Position annotation records:
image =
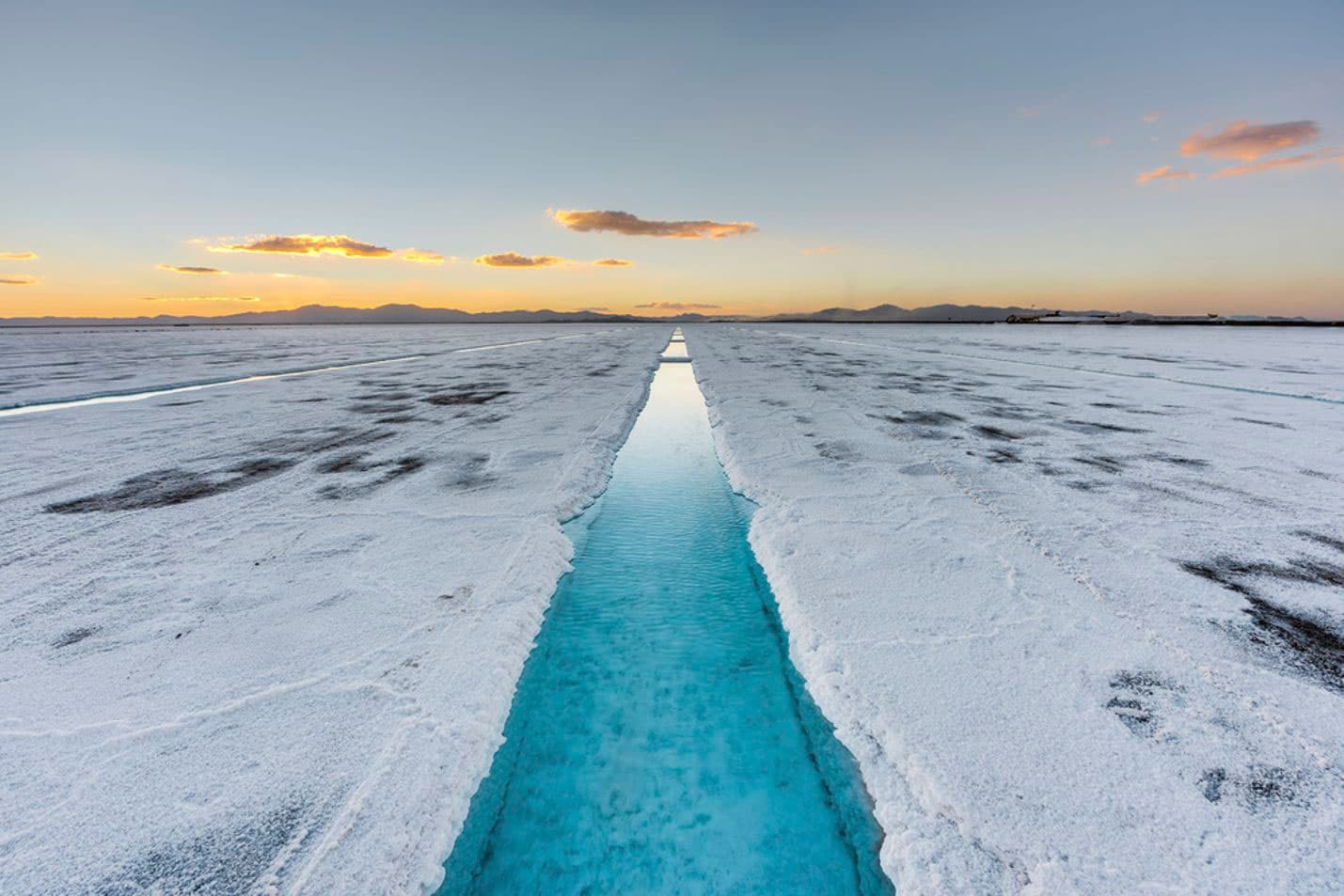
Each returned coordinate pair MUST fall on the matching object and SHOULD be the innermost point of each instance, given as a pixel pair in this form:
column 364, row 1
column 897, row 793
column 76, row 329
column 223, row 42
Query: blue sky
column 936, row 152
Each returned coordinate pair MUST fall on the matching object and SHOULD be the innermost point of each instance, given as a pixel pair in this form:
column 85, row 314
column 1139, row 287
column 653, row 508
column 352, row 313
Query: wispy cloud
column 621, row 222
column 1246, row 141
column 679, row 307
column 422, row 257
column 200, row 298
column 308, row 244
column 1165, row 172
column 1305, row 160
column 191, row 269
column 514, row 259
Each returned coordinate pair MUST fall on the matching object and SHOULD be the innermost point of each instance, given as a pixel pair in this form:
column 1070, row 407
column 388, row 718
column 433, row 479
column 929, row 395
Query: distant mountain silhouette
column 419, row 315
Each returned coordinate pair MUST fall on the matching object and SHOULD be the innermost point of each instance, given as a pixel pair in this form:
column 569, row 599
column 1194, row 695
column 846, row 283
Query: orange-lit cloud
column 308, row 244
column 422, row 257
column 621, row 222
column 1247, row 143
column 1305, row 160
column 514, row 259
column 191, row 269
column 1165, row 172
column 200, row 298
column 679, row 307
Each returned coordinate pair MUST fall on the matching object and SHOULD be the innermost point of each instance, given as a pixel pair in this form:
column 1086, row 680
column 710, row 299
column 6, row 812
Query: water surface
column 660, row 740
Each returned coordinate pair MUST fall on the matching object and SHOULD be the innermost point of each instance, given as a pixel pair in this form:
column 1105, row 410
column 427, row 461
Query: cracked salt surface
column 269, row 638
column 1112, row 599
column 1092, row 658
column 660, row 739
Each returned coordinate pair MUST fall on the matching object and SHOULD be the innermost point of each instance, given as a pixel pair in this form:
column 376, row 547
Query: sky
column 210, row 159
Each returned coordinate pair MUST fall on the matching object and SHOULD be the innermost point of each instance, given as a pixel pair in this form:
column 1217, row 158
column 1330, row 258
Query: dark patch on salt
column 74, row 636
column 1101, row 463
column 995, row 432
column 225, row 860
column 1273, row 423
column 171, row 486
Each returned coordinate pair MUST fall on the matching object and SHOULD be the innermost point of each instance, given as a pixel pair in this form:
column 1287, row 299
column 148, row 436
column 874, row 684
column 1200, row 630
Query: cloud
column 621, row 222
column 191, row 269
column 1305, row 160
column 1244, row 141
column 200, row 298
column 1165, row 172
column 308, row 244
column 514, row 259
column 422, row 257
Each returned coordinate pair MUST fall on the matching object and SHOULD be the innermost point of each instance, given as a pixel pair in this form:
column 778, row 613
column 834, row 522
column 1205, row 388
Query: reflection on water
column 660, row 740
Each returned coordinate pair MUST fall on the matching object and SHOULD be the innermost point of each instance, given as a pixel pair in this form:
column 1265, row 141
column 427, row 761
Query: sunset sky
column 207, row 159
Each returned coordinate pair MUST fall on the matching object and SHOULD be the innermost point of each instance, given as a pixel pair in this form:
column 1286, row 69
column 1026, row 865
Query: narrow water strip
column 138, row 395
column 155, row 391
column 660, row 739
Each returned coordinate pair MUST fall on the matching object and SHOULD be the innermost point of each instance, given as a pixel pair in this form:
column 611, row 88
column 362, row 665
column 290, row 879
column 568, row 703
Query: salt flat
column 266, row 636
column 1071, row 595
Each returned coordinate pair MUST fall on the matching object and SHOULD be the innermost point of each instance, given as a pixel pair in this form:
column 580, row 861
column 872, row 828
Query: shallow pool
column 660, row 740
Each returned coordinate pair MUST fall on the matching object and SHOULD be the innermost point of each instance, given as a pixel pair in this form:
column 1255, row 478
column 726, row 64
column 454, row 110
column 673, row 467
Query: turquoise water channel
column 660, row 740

> [What to work on]: Turn every line of the records above into a JSON list of strings, one string per line, with blank lines and the pictures left out.

> [Complete answer]:
[
  "image =",
  "Each returned coordinate pair MUST fall on the matching object and SHOULD be the innermost point of each instance, given as a pixel pair in this form:",
  "column 364, row 1",
  "column 897, row 793",
  "column 76, row 329",
  "column 223, row 42",
  "Query: blue sky",
  "column 936, row 152",
  "Each returned coordinate pair MUST fall on the matching object and SHOULD be the innermost point of each instance, given as a pixel pair in this form:",
  "column 85, row 314",
  "column 1139, row 287",
  "column 653, row 508",
  "column 352, row 313",
  "Query: wispy cloud",
  "column 621, row 222",
  "column 1246, row 141",
  "column 679, row 307",
  "column 422, row 257",
  "column 200, row 298",
  "column 308, row 244",
  "column 1165, row 172",
  "column 1305, row 160",
  "column 191, row 269",
  "column 514, row 259",
  "Each returned coordinate pair MUST fall on the matching object and SHOULD be the innermost point of each instance, given as a pixel pair in this form:",
  "column 1070, row 407",
  "column 388, row 718",
  "column 433, row 479",
  "column 929, row 395",
  "Query: distant mountain silhouette",
  "column 419, row 315",
  "Each returned coordinate pair MUST fall on the matching object and SHOULD be the innermost point of each instance, given as a pixel pair in this form:",
  "column 569, row 599",
  "column 1194, row 695",
  "column 846, row 283",
  "Query: orange-lit cloud",
  "column 308, row 244",
  "column 422, row 257",
  "column 621, row 222",
  "column 1247, row 143",
  "column 1305, row 160",
  "column 514, row 259",
  "column 191, row 269",
  "column 1165, row 172",
  "column 200, row 298",
  "column 679, row 307",
  "Each returned coordinate pair MUST fall on the matching object and SHOULD be the innermost point of each instance, given as a pixel pair in this form:",
  "column 1086, row 680",
  "column 710, row 299",
  "column 6, row 812",
  "Query: water surface",
  "column 660, row 740",
  "Each returned coordinate pair MUST fall on the matching object and SHOULD be the innermost point of each instance, given as a pixel pair in this form:",
  "column 1105, row 410",
  "column 427, row 461",
  "Query: cracked salt surface",
  "column 269, row 638",
  "column 1112, row 599",
  "column 1092, row 658",
  "column 660, row 739",
  "Each returned coordinate pair MUST fall on the matching object and SHOULD be the innermost point of each instance, given as a pixel pair in this form:",
  "column 376, row 547",
  "Query: sky",
  "column 210, row 159",
  "Each returned coordinate pair MUST fall on the matching object and SHOULD be the innermost point of each instance, given as a pixel pair in this form:",
  "column 1217, row 158",
  "column 1330, row 258",
  "Query: dark patch on salt",
  "column 74, row 636",
  "column 1101, row 463",
  "column 995, row 432",
  "column 225, row 860",
  "column 1273, row 423",
  "column 171, row 486",
  "Each returned coordinate pair MUST fall on the matching object and SHOULD be the innermost point of each instance, given as a pixel pair in this form:",
  "column 1287, row 299",
  "column 148, row 436",
  "column 874, row 684",
  "column 1200, row 630",
  "Query: cloud",
  "column 621, row 222",
  "column 191, row 269",
  "column 1305, row 160",
  "column 1244, row 141",
  "column 200, row 298",
  "column 1165, row 172",
  "column 308, row 244",
  "column 514, row 259",
  "column 422, row 257",
  "Each returned coordinate pair MUST fall on the matching object and SHOULD be the innermost point of each instance, given as a pixel pair in this form:",
  "column 778, row 613",
  "column 834, row 522",
  "column 1205, row 388",
  "Query: reflection on water",
  "column 660, row 740",
  "Each returned coordinate pair MUST fall on the matching object and SHOULD be the innermost point of each instance, given as a pixel pair in this form:",
  "column 1265, row 141",
  "column 427, row 761",
  "Query: sunset sky",
  "column 207, row 159",
  "Each returned coordinate pair MUST fall on the matching object and SHOULD be the innermost point of each instance, given as a pixel pair in this form:",
  "column 1286, row 69",
  "column 1026, row 865",
  "Query: narrow water strip",
  "column 138, row 395",
  "column 155, row 391",
  "column 660, row 739",
  "Each returned coordinate pair MUST fall on the matching object and SHOULD be the innermost point of each instance, given as a pixel pair in this form:",
  "column 611, row 88",
  "column 362, row 665",
  "column 290, row 879",
  "column 568, row 703",
  "Query: salt flat",
  "column 266, row 636",
  "column 1071, row 595",
  "Each returned coordinate pair MUST fall on the matching object and SHOULD be the innermost point of each instance, given as a pixel pair in this form:",
  "column 580, row 861",
  "column 872, row 828",
  "Query: shallow pool",
  "column 660, row 740",
  "Each returned coordinate pair MUST fall on the matching object and SHOULD be the innermost point of each instance, given as a pixel pair in this form:",
  "column 1255, row 478",
  "column 726, row 64",
  "column 454, row 110",
  "column 673, row 467",
  "Query: turquoise water channel",
  "column 660, row 740"
]